• _Set task_: Convert the lines below into a JSON list of strings, one string per line with blank lines dropped, starting with the line that contains "car with a single marker." and running through the final line, both ends included.

• _Record excerpts_:
+ + +

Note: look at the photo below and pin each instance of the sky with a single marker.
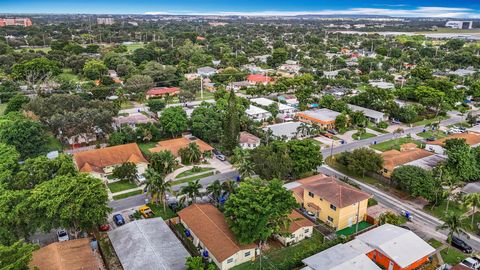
(401, 8)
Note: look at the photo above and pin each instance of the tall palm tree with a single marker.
(157, 186)
(215, 190)
(452, 223)
(472, 200)
(191, 191)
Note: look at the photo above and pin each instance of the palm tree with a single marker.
(157, 187)
(215, 189)
(191, 191)
(472, 200)
(452, 223)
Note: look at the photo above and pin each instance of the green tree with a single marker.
(453, 222)
(258, 209)
(231, 125)
(85, 207)
(174, 120)
(17, 256)
(127, 172)
(94, 69)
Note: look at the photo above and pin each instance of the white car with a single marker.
(62, 235)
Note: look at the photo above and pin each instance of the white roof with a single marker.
(148, 244)
(254, 110)
(400, 245)
(340, 257)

+ + +

• _The reply_:
[
  "Note: look at the photo above and pin each instance of the white car with a single marker.",
  "(62, 235)",
  "Note: look at the photo above and pin each instance of the white roof with a single marker.",
  "(148, 244)",
  "(254, 110)",
  "(400, 245)",
  "(340, 257)"
]